* WHAT THIS TASK INVOLVES
Reproduce word for word every line of the entries below, from the line containing "Query: shadowy blue" through the final line, and nothing else.

* SOURCE MATERIAL

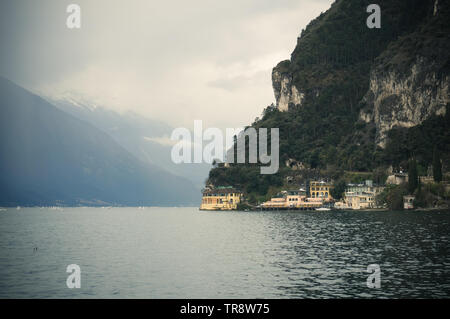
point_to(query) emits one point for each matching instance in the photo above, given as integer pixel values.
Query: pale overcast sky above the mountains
(175, 61)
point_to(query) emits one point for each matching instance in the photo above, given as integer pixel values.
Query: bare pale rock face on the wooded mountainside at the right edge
(398, 99)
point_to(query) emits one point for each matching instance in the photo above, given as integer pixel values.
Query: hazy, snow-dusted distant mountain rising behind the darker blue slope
(146, 139)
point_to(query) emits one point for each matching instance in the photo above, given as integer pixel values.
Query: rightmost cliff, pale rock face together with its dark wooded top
(409, 81)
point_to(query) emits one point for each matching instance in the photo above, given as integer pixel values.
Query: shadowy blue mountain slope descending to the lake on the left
(49, 157)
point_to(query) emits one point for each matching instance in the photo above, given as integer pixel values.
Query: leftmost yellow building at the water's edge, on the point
(221, 198)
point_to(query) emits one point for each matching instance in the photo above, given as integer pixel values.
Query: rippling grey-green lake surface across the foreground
(185, 253)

* TASK OUTPUT
Query: shadowy blue mountain slope descending to the lake on the left
(49, 157)
point_to(query) emits one point for each matching instance in the photo above, given as integer pixel values.
Query: leftmost yellow building at the water's edge, on the point
(221, 198)
point_to(query) emits one point for each matching instance in the photo above, given as integer pixel values.
Query: rippling grey-green lake surface across the foreground
(185, 253)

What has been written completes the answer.